#### TASK BRIEF:
Reproduce word for word the items below, starting at the line that contains "Target: bride's arm" and running through the last line, both included.

#### SOURCE MATERIAL:
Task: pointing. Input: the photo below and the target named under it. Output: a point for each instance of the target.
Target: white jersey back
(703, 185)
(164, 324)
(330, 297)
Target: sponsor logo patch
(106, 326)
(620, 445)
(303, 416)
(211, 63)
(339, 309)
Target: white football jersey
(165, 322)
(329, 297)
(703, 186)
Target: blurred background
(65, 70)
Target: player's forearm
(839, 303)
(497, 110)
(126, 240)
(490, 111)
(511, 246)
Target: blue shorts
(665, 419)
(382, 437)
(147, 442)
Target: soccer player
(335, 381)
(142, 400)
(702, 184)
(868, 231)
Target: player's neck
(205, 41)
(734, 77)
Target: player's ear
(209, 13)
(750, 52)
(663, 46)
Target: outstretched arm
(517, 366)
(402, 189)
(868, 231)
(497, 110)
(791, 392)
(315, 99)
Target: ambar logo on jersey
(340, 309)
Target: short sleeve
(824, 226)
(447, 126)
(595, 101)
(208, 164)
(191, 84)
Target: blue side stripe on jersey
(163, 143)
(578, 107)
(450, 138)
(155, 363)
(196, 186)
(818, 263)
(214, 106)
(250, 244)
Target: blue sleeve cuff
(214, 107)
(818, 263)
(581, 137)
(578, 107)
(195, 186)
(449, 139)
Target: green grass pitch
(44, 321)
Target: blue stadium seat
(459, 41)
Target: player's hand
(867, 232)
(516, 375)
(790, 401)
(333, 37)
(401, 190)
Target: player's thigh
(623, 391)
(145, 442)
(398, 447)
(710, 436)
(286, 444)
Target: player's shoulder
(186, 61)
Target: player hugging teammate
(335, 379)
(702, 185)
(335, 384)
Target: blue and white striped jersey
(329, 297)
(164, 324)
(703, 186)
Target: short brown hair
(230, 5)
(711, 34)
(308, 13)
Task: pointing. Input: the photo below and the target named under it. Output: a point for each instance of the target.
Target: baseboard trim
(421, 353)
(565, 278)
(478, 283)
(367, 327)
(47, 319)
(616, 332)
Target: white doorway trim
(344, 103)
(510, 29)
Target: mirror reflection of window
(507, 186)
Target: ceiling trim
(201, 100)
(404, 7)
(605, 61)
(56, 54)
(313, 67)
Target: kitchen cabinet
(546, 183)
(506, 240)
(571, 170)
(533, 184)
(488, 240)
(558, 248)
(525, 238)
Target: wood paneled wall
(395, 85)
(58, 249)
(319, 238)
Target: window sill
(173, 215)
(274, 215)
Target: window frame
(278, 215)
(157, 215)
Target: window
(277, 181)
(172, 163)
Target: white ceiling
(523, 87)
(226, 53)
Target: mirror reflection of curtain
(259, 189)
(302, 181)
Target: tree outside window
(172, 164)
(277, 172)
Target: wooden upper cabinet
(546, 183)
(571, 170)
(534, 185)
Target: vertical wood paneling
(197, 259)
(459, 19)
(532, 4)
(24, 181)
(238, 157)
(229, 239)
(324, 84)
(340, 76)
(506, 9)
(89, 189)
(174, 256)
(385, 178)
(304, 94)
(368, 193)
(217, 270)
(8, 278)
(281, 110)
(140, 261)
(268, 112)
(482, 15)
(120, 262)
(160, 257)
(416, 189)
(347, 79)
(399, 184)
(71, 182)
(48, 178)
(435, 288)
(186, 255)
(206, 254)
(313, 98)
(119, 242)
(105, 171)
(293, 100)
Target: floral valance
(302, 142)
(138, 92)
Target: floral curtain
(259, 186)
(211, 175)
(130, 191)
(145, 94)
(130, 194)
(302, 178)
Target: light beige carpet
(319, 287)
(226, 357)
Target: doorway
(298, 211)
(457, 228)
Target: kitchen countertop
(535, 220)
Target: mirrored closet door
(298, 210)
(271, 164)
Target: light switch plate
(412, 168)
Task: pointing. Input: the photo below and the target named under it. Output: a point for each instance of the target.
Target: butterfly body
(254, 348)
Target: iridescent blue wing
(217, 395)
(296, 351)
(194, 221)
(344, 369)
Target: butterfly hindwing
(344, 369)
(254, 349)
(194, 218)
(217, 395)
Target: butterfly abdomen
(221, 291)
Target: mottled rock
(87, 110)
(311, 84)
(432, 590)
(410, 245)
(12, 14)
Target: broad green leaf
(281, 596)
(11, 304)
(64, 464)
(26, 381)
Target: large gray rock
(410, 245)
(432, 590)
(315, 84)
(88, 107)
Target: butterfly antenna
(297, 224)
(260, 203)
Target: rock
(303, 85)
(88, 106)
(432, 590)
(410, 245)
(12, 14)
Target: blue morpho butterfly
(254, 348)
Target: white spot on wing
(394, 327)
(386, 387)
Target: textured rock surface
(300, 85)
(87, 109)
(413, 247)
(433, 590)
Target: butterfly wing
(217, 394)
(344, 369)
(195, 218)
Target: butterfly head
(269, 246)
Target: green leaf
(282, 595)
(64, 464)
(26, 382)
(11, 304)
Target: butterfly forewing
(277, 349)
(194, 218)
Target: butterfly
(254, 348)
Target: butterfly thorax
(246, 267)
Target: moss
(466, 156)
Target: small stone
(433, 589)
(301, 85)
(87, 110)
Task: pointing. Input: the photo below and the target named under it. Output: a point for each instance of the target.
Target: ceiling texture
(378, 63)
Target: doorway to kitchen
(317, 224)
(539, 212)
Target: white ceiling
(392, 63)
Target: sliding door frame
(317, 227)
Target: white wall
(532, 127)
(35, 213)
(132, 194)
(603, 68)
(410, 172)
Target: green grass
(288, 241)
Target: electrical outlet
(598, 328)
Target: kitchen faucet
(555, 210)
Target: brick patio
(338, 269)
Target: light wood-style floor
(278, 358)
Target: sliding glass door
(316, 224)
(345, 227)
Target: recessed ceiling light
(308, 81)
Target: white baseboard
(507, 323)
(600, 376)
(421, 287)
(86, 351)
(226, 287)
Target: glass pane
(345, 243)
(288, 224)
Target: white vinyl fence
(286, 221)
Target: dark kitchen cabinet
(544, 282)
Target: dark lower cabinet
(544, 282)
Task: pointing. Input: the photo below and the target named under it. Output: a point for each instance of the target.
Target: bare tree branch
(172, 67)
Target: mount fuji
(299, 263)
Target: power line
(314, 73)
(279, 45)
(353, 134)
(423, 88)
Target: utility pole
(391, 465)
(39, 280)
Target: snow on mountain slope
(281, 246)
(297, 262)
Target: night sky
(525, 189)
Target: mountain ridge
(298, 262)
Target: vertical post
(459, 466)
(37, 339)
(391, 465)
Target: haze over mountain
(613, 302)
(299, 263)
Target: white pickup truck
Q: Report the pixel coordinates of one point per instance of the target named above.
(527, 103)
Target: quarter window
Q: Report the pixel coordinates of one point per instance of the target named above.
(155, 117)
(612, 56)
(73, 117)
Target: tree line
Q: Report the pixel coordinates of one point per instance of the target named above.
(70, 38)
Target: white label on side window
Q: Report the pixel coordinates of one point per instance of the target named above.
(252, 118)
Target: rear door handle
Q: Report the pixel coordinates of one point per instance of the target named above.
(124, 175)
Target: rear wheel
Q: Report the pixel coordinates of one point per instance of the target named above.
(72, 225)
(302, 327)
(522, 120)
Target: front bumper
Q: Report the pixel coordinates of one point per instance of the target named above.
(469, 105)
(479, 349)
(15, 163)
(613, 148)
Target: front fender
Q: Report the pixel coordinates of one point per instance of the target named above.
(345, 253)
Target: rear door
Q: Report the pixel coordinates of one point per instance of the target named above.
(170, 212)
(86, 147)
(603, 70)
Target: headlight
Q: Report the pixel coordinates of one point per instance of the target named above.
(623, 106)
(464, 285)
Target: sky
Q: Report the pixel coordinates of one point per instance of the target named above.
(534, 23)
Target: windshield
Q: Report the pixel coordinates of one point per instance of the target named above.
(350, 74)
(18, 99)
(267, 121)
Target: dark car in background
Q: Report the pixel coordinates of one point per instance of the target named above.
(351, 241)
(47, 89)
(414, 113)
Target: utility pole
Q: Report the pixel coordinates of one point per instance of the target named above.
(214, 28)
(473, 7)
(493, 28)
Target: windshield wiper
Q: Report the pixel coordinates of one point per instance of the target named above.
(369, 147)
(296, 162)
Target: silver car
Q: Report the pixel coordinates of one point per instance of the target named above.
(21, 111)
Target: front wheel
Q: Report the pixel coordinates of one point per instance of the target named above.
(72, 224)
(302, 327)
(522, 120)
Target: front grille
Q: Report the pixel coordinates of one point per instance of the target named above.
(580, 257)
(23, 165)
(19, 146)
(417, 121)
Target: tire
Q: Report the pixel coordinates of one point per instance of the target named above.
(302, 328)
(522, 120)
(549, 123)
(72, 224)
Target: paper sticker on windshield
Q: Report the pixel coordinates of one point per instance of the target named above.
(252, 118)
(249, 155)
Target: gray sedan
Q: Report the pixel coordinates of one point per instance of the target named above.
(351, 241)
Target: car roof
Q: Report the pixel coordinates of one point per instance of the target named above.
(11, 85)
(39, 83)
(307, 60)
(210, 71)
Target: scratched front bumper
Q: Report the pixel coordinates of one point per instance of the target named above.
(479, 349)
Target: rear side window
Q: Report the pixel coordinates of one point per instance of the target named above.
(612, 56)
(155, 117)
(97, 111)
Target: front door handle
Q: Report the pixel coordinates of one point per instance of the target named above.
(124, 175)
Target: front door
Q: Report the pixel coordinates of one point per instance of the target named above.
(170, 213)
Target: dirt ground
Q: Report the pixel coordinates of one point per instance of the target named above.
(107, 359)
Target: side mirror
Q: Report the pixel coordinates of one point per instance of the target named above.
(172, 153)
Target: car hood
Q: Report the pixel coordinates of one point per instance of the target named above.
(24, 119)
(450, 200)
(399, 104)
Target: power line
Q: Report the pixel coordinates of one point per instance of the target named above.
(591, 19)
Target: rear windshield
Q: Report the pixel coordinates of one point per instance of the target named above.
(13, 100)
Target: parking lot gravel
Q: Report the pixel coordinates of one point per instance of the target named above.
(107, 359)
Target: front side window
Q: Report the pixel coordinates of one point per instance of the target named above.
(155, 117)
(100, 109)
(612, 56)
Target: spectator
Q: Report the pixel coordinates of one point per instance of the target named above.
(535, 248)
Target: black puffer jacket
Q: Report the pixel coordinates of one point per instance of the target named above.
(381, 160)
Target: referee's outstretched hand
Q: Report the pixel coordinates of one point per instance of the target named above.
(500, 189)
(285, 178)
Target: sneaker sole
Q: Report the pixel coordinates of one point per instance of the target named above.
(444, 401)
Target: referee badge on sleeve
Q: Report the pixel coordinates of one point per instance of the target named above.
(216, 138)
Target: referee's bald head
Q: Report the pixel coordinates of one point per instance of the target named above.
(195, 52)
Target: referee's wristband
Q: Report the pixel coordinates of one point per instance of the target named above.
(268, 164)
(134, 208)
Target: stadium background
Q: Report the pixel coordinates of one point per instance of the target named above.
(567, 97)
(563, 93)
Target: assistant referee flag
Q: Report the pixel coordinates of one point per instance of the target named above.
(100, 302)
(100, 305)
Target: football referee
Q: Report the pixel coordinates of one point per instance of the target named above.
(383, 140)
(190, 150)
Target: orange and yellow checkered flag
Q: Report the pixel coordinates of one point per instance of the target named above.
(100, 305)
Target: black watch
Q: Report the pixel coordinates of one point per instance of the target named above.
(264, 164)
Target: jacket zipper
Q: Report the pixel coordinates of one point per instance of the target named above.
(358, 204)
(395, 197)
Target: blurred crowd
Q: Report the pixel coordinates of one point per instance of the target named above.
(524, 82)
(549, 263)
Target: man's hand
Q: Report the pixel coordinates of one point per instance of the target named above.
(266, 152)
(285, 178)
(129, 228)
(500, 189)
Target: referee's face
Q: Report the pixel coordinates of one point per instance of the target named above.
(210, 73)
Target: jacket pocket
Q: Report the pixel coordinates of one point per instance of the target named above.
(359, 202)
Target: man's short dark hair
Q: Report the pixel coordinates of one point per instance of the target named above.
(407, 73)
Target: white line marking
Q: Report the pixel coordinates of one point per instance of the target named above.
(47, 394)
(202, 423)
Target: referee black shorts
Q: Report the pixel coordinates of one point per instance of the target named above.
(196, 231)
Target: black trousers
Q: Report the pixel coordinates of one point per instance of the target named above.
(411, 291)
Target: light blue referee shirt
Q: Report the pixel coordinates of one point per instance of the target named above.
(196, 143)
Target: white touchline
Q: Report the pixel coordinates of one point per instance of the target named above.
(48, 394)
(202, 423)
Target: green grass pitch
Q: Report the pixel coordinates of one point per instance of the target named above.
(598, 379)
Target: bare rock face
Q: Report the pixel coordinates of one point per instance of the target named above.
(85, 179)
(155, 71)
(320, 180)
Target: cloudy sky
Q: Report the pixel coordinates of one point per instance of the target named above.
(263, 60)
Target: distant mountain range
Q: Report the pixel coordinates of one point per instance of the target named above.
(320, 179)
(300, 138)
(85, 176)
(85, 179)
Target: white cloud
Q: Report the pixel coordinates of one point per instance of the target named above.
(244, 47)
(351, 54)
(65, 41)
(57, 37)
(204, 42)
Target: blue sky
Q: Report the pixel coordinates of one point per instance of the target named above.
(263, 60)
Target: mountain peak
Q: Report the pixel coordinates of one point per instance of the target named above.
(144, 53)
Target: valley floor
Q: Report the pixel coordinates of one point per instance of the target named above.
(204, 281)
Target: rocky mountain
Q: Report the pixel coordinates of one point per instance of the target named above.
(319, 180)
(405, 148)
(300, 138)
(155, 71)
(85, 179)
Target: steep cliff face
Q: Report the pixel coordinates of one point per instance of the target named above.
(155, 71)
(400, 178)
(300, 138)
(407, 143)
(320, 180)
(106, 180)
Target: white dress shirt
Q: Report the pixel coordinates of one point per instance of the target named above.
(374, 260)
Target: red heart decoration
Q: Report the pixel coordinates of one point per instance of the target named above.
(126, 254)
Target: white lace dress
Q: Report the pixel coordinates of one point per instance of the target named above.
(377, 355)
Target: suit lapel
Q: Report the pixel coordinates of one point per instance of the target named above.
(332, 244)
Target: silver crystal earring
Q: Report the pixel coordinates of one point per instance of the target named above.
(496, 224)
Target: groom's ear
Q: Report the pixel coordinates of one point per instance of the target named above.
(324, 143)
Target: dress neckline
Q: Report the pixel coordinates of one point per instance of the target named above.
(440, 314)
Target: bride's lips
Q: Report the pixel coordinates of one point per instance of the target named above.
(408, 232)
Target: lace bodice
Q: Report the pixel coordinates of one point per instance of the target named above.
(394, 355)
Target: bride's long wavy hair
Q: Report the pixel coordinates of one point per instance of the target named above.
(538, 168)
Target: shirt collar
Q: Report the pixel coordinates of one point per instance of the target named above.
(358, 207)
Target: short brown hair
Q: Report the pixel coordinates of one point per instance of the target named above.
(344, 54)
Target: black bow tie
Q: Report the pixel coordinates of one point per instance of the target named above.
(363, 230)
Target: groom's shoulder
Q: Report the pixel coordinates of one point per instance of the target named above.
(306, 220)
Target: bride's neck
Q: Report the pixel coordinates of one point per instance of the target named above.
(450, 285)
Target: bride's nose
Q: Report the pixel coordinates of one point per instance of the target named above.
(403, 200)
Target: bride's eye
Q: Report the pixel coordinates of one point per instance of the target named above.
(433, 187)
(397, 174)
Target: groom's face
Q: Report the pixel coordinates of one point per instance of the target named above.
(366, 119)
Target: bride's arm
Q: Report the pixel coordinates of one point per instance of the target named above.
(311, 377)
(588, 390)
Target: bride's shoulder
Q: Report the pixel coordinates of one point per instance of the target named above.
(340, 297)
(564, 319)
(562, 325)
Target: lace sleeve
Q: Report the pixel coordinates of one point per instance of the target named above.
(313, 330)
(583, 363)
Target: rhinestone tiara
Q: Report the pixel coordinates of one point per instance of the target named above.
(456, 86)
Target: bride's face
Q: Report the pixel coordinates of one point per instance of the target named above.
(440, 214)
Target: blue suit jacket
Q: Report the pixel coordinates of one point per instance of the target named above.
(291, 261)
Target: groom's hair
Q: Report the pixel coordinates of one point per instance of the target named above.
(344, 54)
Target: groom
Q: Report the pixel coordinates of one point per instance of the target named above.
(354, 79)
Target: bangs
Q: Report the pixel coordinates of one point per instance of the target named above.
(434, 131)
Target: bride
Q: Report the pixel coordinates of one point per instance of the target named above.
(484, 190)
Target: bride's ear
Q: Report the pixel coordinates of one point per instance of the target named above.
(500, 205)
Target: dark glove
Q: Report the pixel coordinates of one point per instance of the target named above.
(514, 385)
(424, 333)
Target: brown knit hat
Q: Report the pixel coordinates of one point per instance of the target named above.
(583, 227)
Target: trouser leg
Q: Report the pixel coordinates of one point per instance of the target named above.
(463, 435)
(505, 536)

#### RIGHT ANSWER:
Target: bride's arm
Q: Report the pixel coordinates of one point per instance of the target named above.
(311, 377)
(588, 390)
Target: bride's shoulder
Q: Report the pixel coordinates of one point per instance of the target named above.
(340, 297)
(564, 319)
(562, 325)
Target: lace sleeve
Q: Report the pixel coordinates of one point per instance of the target named above.
(313, 330)
(583, 363)
Target: rhinestone tiara
Q: Report the pixel coordinates of one point per instance of the target named above.
(456, 86)
Target: bride's face
Q: Report the pixel coordinates of one point per instance of the target named above.
(440, 214)
Target: blue suit jacket
Q: Report the pixel coordinates of one point per instance of the target named above.
(291, 261)
Target: groom's hair
Q: Report the pixel coordinates of one point per instance of the target named above.
(344, 54)
Target: groom
Q: Report the pixel coordinates of one point per instance of the target named above.
(354, 79)
Target: bangs
Q: Report the pixel coordinates of one point per instance of the target named above.
(434, 131)
Target: bride
Q: Report the pixel coordinates of one point per instance of the target named above.
(484, 190)
Target: bride's ear
Q: Report the pixel coordinates of one point per instance of the target named above.
(500, 205)
Target: dark glove
Q: Report the pixel coordinates of one point per instance of the target named above.
(514, 385)
(424, 333)
Target: brown knit hat
Q: Report the pixel coordinates of one point per instance of the target named above.
(583, 227)
Target: trouser leg
Q: Report the pixel coordinates of one point per instance of the target named above.
(463, 435)
(505, 536)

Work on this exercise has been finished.